Cansu Özdemir ist Kovorsitzende der Linksfraktion in der Hamburgischen Bürgerschaft. Auf der von vielen Gruppen und Initiativen getragenen Demonstration gegen den türkischen Angriff auf Rojava am 12. Oktober in Hamburg hielt sie die Eröffnungsansprache [1]. Die Linke war die einzige der in der Hamburger Bürgerschaft und im Deutschen Bundestag vertretenen Parteien, die bei diesem Protest mit RednerInnen und Fahnen Solidarität mit Rojava bekundet hat.



Rede bei der Auftaktkundgebung am 12. Oktober - Foto: © 2019 by Schattenblick

Cansu Özdemir
Foto: © 2019 by Schattenblick

Schattenblick (SB): Gibt es in der Linkspartei eine geschlossene Position zum Thema des türkischen Angriffs auf Rojava?

Cansu Özdemir (CÖ): Geschlossen vertreten wird auf jeden Fall die Position, daß die türkische Armee sich sofort zurückziehen muß. Nächste Woche wird es in der Bundestagsfraktion eine Sitzung geben, in der auch noch andere Positionen diskutiert werden. Meine persönliche Meinung ist, daß es auf UN-Ebene auf jeden Fall eine Schutzgarantie für die Kurden in Rojava geben muß. Das kollidiert auch nicht mit unseren friedenspolitischen Positionen. Außerdem muß ein Waffenembargo international und natürlich auch auf Ebene der Vereinten Nationen durchgesetzt werden. Aber diese Forderungen werden nächste Woche diskutiert. Einig sind wir auf jeden Fall in der Frage, daß die türkische Armee völkerrechtswidrig handelt und dieser Angriff sofort gestoppt werden muß.

_ _ _ _ _ _ _

DEINE AUFGABE ▸
Schreib aus dem Interview wortgetreu ab, angefangen bei „Cansu Özdemir ist“ und weiter bis einschließlich „Angriffs auf Rojava?“. Nutze dafür nur das Interview.

AUSZUG EINTRÄGE ▸
_ _ _ _ _ _ _

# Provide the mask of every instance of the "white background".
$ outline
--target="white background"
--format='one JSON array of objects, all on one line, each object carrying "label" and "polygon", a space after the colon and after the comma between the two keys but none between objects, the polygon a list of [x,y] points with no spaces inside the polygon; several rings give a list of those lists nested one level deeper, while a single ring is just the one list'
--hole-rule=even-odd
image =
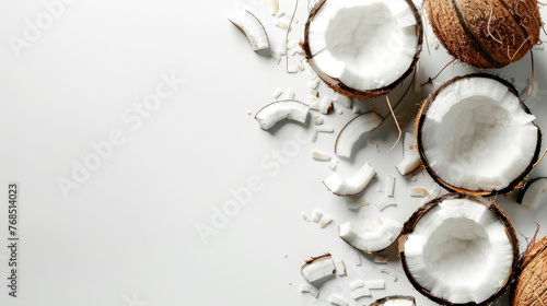
[{"label": "white background", "polygon": [[[284,59],[276,64],[254,54],[226,20],[234,3],[78,0],[63,4],[65,11],[20,50],[12,42],[25,39],[26,20],[36,24],[48,11],[43,1],[0,3],[0,305],[327,305],[331,293],[351,305],[369,305],[391,294],[433,305],[411,289],[395,249],[387,254],[387,267],[397,282],[380,273],[370,256],[361,255],[357,267],[354,252],[337,235],[337,225],[348,220],[404,222],[421,202],[408,197],[408,186],[433,186],[424,173],[415,183],[395,170],[403,146],[388,153],[397,138],[394,121],[372,134],[379,152],[366,148],[363,138],[354,157],[340,161],[336,169],[350,175],[366,161],[379,172],[373,185],[353,202],[329,193],[322,179],[331,172],[313,161],[310,151],[334,153],[338,131],[354,114],[336,105],[344,114],[325,117],[335,133],[321,133],[317,142],[293,151],[289,146],[295,134],[307,134],[309,127],[283,123],[272,132],[260,130],[247,111],[254,115],[272,102],[276,87],[292,87],[296,98],[305,99],[307,76],[286,73]],[[284,32],[274,26],[269,1],[243,3],[263,21],[277,48]],[[293,5],[280,1],[281,10],[292,11]],[[301,1],[290,39],[303,37],[305,7]],[[434,48],[432,36],[428,43],[419,83],[451,60],[442,46]],[[545,131],[547,59],[544,50],[534,55],[536,87],[527,104]],[[298,64],[300,56],[289,60]],[[522,91],[529,69],[526,56],[496,73],[514,78]],[[421,99],[453,74],[467,71],[474,69],[450,66],[433,85],[412,87],[398,108],[404,129],[411,131]],[[162,74],[174,74],[185,84],[139,127],[124,120],[124,114],[135,116],[133,104],[154,93]],[[322,94],[331,94],[321,86]],[[392,101],[401,92],[393,93]],[[369,107],[387,114],[383,98]],[[91,143],[108,140],[116,130],[124,143],[65,197],[59,178],[72,179],[74,163],[93,154]],[[274,162],[275,152],[283,149],[291,156]],[[546,167],[540,164],[531,176],[545,175]],[[397,177],[397,207],[379,212],[373,203],[383,193],[376,190],[389,174]],[[251,177],[260,179],[261,190],[228,224],[201,239],[196,226],[211,226],[213,211],[233,199],[230,189],[245,186]],[[9,276],[9,181],[20,184],[18,298],[9,297],[3,285]],[[371,204],[358,212],[347,209],[361,201]],[[534,222],[544,226],[542,234],[547,231],[547,208],[522,208],[502,196],[496,201],[517,233],[532,236]],[[315,208],[334,216],[326,228],[301,219],[302,211],[311,215]],[[346,261],[348,276],[325,284],[318,299],[301,294],[300,267],[327,251]],[[348,284],[357,279],[383,279],[386,289],[354,302]]]}]

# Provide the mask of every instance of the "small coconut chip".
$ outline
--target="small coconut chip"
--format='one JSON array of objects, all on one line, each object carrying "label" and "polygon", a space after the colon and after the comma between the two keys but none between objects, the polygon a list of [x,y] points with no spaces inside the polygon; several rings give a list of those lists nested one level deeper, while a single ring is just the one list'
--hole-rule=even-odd
[{"label": "small coconut chip", "polygon": [[322,151],[317,151],[317,150],[312,150],[312,157],[315,160],[315,161],[319,161],[319,162],[328,162],[330,161],[330,154],[326,153],[326,152],[322,152]]},{"label": "small coconut chip", "polygon": [[330,222],[333,221],[333,217],[328,214],[324,214],[323,217],[321,219],[321,228],[325,228]]},{"label": "small coconut chip", "polygon": [[403,139],[403,161],[395,168],[400,175],[408,175],[415,172],[421,164],[420,154],[412,133],[405,133]]},{"label": "small coconut chip", "polygon": [[336,196],[356,196],[366,189],[374,176],[376,170],[369,163],[364,163],[353,176],[342,178],[339,174],[333,173],[323,180],[323,184]]},{"label": "small coconut chip", "polygon": [[330,303],[333,305],[337,305],[337,306],[348,306],[349,305],[348,301],[346,301],[344,297],[336,295],[336,294],[331,294],[328,297],[328,303]]},{"label": "small coconut chip", "polygon": [[247,10],[236,10],[236,16],[229,19],[247,37],[253,51],[259,51],[270,48],[268,34],[261,22]]},{"label": "small coconut chip", "polygon": [[376,263],[387,263],[387,257],[376,255],[376,256],[374,256],[374,262],[376,262]]},{"label": "small coconut chip", "polygon": [[333,128],[331,126],[321,126],[317,127],[317,131],[322,133],[331,133],[335,131],[335,128]]},{"label": "small coconut chip", "polygon": [[516,202],[528,208],[537,208],[546,192],[547,177],[534,178],[526,181]]},{"label": "small coconut chip", "polygon": [[374,129],[382,122],[382,117],[370,111],[351,119],[340,131],[335,143],[335,153],[338,156],[349,158],[351,150],[362,134]]},{"label": "small coconut chip", "polygon": [[380,201],[376,202],[376,208],[379,211],[385,210],[387,207],[396,207],[397,202],[393,197],[384,197]]},{"label": "small coconut chip", "polygon": [[302,266],[300,273],[309,283],[314,283],[334,275],[334,273],[336,273],[336,267],[330,254],[326,254],[319,257],[312,257],[312,259],[306,260],[306,263]]},{"label": "small coconut chip", "polygon": [[335,261],[336,266],[336,271],[338,271],[338,276],[346,276],[348,275],[348,271],[346,271],[346,264],[344,264],[344,260],[337,260]]},{"label": "small coconut chip", "polygon": [[429,196],[429,191],[423,187],[410,187],[410,189],[408,189],[408,196],[426,198],[427,196]]},{"label": "small coconut chip", "polygon": [[377,269],[379,269],[380,272],[388,274],[389,276],[392,276],[392,280],[394,282],[397,281],[397,274],[395,274],[395,272],[392,269],[386,268],[386,267],[379,267]]},{"label": "small coconut chip", "polygon": [[283,119],[305,123],[309,111],[310,107],[301,102],[293,99],[278,101],[258,110],[255,119],[263,130],[268,130]]},{"label": "small coconut chip", "polygon": [[319,209],[314,209],[312,213],[312,222],[319,222],[321,216],[323,215],[323,212]]},{"label": "small coconut chip", "polygon": [[387,183],[385,185],[385,195],[389,198],[393,198],[394,192],[395,192],[395,176],[387,175]]},{"label": "small coconut chip", "polygon": [[381,224],[376,221],[365,222],[364,226],[349,221],[338,227],[340,238],[356,249],[369,254],[386,249],[398,238],[401,229],[403,224],[392,219],[385,219]]},{"label": "small coconut chip", "polygon": [[302,292],[302,293],[310,293],[315,298],[317,298],[317,296],[319,296],[319,290],[317,290],[316,287],[314,287],[311,284],[301,284],[300,285],[300,292]]}]

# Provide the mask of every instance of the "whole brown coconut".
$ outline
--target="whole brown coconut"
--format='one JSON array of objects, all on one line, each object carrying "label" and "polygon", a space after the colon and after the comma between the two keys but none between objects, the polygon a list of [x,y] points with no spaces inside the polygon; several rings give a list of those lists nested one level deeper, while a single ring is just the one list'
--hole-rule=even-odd
[{"label": "whole brown coconut", "polygon": [[427,0],[427,13],[446,50],[479,68],[517,61],[539,42],[536,0]]},{"label": "whole brown coconut", "polygon": [[522,271],[511,298],[512,306],[547,305],[547,237],[532,243],[522,259]]}]

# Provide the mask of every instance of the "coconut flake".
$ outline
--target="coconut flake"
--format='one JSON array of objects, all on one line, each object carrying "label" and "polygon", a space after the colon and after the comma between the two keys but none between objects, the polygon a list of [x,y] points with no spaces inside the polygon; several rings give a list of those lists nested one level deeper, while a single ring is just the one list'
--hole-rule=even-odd
[{"label": "coconut flake", "polygon": [[421,164],[420,154],[418,153],[412,133],[405,133],[403,148],[403,161],[400,161],[395,168],[400,175],[408,175],[415,172]]},{"label": "coconut flake", "polygon": [[380,122],[382,122],[382,117],[374,111],[365,113],[353,118],[341,129],[336,139],[336,155],[349,158],[352,148],[359,138],[377,127]]},{"label": "coconut flake", "polygon": [[301,284],[300,285],[300,292],[302,292],[302,293],[310,293],[315,298],[317,298],[317,296],[319,296],[319,290],[317,290],[316,287],[314,287],[311,284]]},{"label": "coconut flake", "polygon": [[376,170],[369,163],[364,163],[353,176],[342,178],[339,174],[333,173],[323,180],[323,184],[336,196],[354,196],[364,191],[374,176]]},{"label": "coconut flake", "polygon": [[298,101],[278,101],[258,110],[255,119],[263,130],[268,130],[283,119],[305,123],[309,110],[307,105]]}]

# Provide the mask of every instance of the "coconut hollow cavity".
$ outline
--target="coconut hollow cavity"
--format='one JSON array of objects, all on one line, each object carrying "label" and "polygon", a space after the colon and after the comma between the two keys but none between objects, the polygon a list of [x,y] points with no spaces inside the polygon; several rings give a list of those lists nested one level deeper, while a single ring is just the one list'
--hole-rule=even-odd
[{"label": "coconut hollow cavity", "polygon": [[310,13],[303,48],[329,87],[374,98],[410,74],[421,43],[421,19],[410,0],[323,0]]},{"label": "coconut hollow cavity", "polygon": [[519,240],[496,203],[449,193],[405,223],[399,257],[410,283],[433,302],[489,305],[516,278]]},{"label": "coconut hollow cavity", "polygon": [[489,74],[457,76],[433,92],[416,121],[420,158],[451,191],[511,191],[539,156],[542,132],[508,82]]}]

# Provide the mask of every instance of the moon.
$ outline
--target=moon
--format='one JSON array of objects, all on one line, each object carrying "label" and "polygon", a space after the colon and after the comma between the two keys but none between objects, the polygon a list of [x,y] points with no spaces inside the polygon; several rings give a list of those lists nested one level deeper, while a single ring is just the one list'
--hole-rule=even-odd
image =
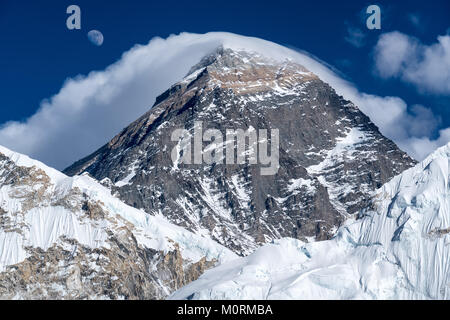
[{"label": "moon", "polygon": [[103,44],[103,34],[98,30],[91,30],[88,32],[88,39],[96,46],[100,47]]}]

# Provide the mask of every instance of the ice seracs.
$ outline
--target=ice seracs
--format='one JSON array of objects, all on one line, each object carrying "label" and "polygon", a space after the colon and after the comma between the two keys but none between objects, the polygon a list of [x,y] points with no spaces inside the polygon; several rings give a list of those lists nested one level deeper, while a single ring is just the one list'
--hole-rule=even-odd
[{"label": "ice seracs", "polygon": [[382,186],[328,241],[281,239],[172,299],[449,299],[450,144]]}]

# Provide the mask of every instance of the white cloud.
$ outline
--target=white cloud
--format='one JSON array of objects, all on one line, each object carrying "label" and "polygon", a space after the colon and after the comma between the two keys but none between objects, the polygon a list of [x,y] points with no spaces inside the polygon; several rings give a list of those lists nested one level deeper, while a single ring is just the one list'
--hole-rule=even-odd
[{"label": "white cloud", "polygon": [[375,66],[383,78],[399,78],[420,91],[450,94],[450,36],[430,46],[394,31],[382,34],[375,47]]},{"label": "white cloud", "polygon": [[416,27],[416,28],[421,27],[421,19],[418,14],[416,14],[416,13],[408,14],[408,20],[414,27]]},{"label": "white cloud", "polygon": [[383,134],[418,159],[450,139],[450,129],[442,131],[436,140],[427,138],[429,128],[436,125],[429,110],[417,107],[416,113],[409,114],[400,98],[360,93],[326,64],[304,52],[230,33],[183,33],[135,46],[106,70],[67,80],[60,92],[42,102],[28,120],[4,124],[0,144],[62,169],[99,148],[149,110],[158,94],[219,45],[260,52],[274,59],[291,58],[304,65],[359,105]]}]

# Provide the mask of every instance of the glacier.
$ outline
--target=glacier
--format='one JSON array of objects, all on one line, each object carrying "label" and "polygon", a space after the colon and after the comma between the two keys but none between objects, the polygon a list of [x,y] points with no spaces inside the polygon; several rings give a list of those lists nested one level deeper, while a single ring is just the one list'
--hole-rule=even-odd
[{"label": "glacier", "polygon": [[378,189],[334,238],[283,238],[169,299],[449,299],[450,144]]},{"label": "glacier", "polygon": [[164,298],[236,257],[87,174],[68,177],[0,146],[0,299]]}]

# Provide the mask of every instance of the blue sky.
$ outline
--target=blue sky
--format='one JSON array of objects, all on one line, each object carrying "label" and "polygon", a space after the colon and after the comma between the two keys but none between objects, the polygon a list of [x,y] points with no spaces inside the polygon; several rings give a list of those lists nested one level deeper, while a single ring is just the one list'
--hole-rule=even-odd
[{"label": "blue sky", "polygon": [[[82,30],[66,28],[66,8],[82,10]],[[381,7],[381,30],[366,28],[365,9]],[[408,76],[380,76],[380,35],[399,31],[422,46],[450,33],[450,1],[10,1],[0,2],[0,123],[24,121],[67,78],[103,70],[134,44],[188,31],[227,31],[305,50],[339,70],[358,89],[429,108],[450,126],[450,94],[421,87]],[[100,30],[101,47],[87,40]],[[151,105],[151,102],[149,102]],[[74,159],[76,160],[76,159]]]}]

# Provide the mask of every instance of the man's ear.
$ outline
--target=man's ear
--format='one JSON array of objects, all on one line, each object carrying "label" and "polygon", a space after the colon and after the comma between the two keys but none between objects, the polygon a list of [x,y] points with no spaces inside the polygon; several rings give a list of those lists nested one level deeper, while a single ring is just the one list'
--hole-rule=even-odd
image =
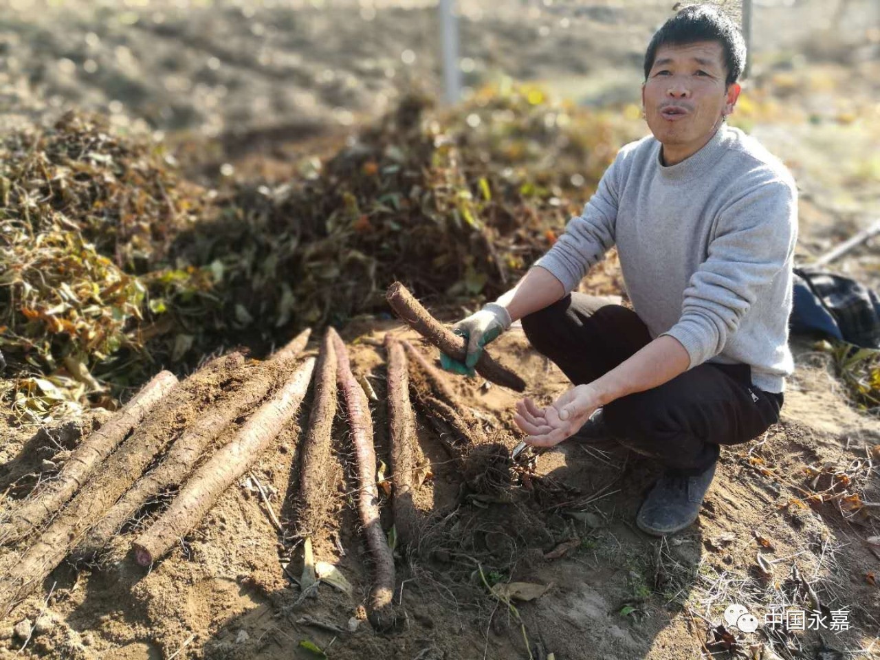
[{"label": "man's ear", "polygon": [[739,83],[731,83],[727,87],[727,99],[724,103],[724,114],[728,115],[733,113],[733,108],[737,105],[737,99],[739,99],[739,92],[743,91]]}]

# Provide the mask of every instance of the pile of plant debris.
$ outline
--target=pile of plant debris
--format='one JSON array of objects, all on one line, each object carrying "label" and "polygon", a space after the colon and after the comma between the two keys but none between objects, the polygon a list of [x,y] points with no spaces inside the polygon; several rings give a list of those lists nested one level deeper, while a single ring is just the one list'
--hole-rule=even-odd
[{"label": "pile of plant debris", "polygon": [[422,97],[302,176],[217,195],[161,143],[69,113],[0,153],[4,398],[26,418],[112,405],[161,364],[386,311],[395,279],[434,303],[508,288],[623,142],[605,115],[533,87],[454,112]]},{"label": "pile of plant debris", "polygon": [[174,254],[222,273],[224,329],[252,345],[385,312],[394,280],[435,303],[497,296],[622,142],[609,118],[534,88],[487,89],[451,114],[411,95],[298,180],[238,186]]}]

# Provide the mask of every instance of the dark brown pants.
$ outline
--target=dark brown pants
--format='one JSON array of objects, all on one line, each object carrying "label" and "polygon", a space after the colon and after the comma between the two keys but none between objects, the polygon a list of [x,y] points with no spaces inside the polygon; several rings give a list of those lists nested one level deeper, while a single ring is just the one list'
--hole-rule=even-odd
[{"label": "dark brown pants", "polygon": [[[523,319],[532,345],[575,385],[596,380],[651,339],[632,310],[580,293]],[[721,444],[744,443],[779,420],[782,395],[752,384],[747,364],[705,363],[605,407],[609,431],[683,474],[711,466]]]}]

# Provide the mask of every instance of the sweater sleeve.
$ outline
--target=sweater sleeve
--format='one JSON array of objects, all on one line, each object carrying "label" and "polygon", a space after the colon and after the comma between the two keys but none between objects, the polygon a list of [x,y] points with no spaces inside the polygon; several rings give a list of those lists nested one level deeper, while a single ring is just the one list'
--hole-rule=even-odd
[{"label": "sweater sleeve", "polygon": [[723,350],[743,317],[783,268],[797,238],[794,183],[774,178],[752,187],[723,209],[708,257],[691,276],[675,337],[689,369]]},{"label": "sweater sleeve", "polygon": [[605,170],[581,215],[568,221],[564,233],[534,264],[549,270],[562,282],[566,293],[576,289],[587,270],[602,260],[614,245],[620,160],[619,155]]}]

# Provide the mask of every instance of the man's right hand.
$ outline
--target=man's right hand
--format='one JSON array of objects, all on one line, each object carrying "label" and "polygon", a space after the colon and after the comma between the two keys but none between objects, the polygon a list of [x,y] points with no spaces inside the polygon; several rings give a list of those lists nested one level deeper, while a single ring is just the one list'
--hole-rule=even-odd
[{"label": "man's right hand", "polygon": [[510,327],[510,314],[497,303],[488,303],[480,312],[452,326],[452,332],[467,340],[467,356],[464,363],[453,360],[445,353],[440,354],[440,365],[447,371],[473,376],[483,348],[489,341]]}]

_ _ _ _ _ _ _

LÖSUNG ▸
Cansu Özdemir ist Kovorsitzende der Linksfraktion in der Hamburgischen Bürgerschaft. Auf der von vielen Gruppen und Initiativen getragenen Demonstration gegen den türkischen Angriff auf Rojava am 12. Oktober in Hamburg hielt sie die Eröffnungsansprache [1]. Die Linke war die einzige der in der Hamburger Bürgerschaft und im Deutschen Bundestag vertretenen Parteien, die bei diesem Protest mit RednerInnen und Fahnen Solidarität mit Rojava bekundet hat.



Rede bei der Auftaktkundgebung am 12. Oktober - Foto: © 2019 by Schattenblick

Cansu Özdemir
Foto: © 2019 by Schattenblick

Schattenblick (SB): Gibt es in der Linkspartei eine geschlossene Position zum Thema des türkischen Angriffs auf Rojava?